Phrase grounding data ▸
════
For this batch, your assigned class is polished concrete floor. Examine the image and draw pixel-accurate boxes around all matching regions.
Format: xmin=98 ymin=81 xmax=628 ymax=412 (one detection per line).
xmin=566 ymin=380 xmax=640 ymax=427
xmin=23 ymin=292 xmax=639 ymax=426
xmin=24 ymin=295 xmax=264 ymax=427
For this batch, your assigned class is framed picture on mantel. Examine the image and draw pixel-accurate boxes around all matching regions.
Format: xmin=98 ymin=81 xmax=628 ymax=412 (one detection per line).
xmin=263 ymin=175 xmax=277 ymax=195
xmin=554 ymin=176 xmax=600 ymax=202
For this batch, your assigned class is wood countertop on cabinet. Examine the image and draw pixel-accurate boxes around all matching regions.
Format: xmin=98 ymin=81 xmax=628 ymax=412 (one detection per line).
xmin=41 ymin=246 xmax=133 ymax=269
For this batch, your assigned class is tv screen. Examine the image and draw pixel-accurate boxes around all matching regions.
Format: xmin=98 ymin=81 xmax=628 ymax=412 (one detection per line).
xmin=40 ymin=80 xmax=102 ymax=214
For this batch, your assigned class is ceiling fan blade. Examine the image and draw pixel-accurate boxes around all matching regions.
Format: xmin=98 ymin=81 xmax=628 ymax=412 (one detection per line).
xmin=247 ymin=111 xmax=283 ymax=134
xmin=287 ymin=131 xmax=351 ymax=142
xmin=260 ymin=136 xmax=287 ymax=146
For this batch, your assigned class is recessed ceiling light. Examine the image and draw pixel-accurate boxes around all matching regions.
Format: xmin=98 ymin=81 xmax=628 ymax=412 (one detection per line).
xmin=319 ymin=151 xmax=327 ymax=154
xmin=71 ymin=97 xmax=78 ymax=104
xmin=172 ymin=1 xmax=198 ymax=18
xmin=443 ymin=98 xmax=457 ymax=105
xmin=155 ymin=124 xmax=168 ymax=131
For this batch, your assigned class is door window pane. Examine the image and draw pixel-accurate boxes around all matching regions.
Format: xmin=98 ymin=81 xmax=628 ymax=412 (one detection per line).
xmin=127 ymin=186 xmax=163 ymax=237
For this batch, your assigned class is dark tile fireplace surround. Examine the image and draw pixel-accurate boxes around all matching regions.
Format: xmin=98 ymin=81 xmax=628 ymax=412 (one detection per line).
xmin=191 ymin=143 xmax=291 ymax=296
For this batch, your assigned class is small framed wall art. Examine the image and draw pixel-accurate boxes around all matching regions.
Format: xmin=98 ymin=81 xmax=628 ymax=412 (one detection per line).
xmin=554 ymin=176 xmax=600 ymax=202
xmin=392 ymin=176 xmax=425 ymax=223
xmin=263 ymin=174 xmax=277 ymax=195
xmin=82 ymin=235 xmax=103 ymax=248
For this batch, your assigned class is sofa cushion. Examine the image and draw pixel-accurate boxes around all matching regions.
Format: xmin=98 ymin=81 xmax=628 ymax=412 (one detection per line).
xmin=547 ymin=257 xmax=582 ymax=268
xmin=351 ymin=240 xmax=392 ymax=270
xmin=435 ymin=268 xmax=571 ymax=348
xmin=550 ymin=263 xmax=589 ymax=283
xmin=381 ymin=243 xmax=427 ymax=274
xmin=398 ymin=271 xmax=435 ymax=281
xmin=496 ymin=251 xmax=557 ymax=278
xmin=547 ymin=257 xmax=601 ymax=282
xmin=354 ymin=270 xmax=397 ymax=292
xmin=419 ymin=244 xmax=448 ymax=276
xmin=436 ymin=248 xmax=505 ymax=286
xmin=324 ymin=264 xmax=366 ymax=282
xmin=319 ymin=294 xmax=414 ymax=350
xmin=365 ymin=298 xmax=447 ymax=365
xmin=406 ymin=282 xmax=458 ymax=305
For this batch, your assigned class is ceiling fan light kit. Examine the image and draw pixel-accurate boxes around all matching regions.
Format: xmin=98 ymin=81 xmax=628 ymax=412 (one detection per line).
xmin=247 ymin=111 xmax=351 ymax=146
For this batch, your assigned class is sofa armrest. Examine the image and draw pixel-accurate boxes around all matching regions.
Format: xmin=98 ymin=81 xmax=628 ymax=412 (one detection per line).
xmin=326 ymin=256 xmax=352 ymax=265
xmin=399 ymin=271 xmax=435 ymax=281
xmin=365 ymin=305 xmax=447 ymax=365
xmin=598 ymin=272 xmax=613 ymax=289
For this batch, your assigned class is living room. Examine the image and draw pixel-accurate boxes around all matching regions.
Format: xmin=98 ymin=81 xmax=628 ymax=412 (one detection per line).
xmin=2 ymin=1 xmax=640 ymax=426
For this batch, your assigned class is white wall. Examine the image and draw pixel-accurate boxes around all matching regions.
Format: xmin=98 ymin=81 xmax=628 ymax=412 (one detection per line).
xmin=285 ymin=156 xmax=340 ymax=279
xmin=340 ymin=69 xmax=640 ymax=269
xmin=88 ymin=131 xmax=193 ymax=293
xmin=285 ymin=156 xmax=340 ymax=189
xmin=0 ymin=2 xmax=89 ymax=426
════
Return, word for word, the lines of the data above from the line with "For this batch, your assigned class is framed" through the line with "For this batch, your assigned class is dark", inclusive.

Response area ▸
For this batch, your assigned class is framed picture on mantel. Examine the image and draw pixel-accurate boxes around all matching regions.
Format: xmin=98 ymin=81 xmax=628 ymax=412 (one detection per line).
xmin=263 ymin=175 xmax=277 ymax=195
xmin=554 ymin=176 xmax=600 ymax=202
For this batch, your assigned class is wood countertop on cabinet. Examine the image and draw pixel-accurate boxes around all matching regions.
Format: xmin=98 ymin=81 xmax=628 ymax=412 (one detection per line).
xmin=41 ymin=246 xmax=133 ymax=269
For this batch, your assigned class is tv screen. Examine the image and draw pixel-accurate boxes around all matching regions.
Format: xmin=98 ymin=81 xmax=628 ymax=412 (one detection per line).
xmin=40 ymin=80 xmax=102 ymax=214
For this batch, your assigned class is ceiling fan blade. Examine the image and draw pixel-accurate boxes around all matching regions.
Format: xmin=98 ymin=81 xmax=628 ymax=412 (one detection per line).
xmin=247 ymin=111 xmax=283 ymax=134
xmin=287 ymin=131 xmax=351 ymax=142
xmin=260 ymin=136 xmax=287 ymax=146
For this batch, your assigned class is recessed ceiling light. Examine the image and draw pixel-accurate boxes around all matching regions.
Format: xmin=98 ymin=81 xmax=628 ymax=412 (one detection per line).
xmin=319 ymin=151 xmax=327 ymax=154
xmin=71 ymin=97 xmax=78 ymax=104
xmin=172 ymin=1 xmax=198 ymax=18
xmin=443 ymin=98 xmax=457 ymax=105
xmin=155 ymin=124 xmax=168 ymax=131
For this batch, your assigned class is door window pane. Examine the image and draw pixel-accurate boxes around all matching regions.
Format: xmin=98 ymin=81 xmax=628 ymax=412 (one detection per line).
xmin=127 ymin=186 xmax=163 ymax=237
For this batch, your assigned class is dark tile fireplace surround. Examine the image and draw pixel-accurate boxes around all matching regions.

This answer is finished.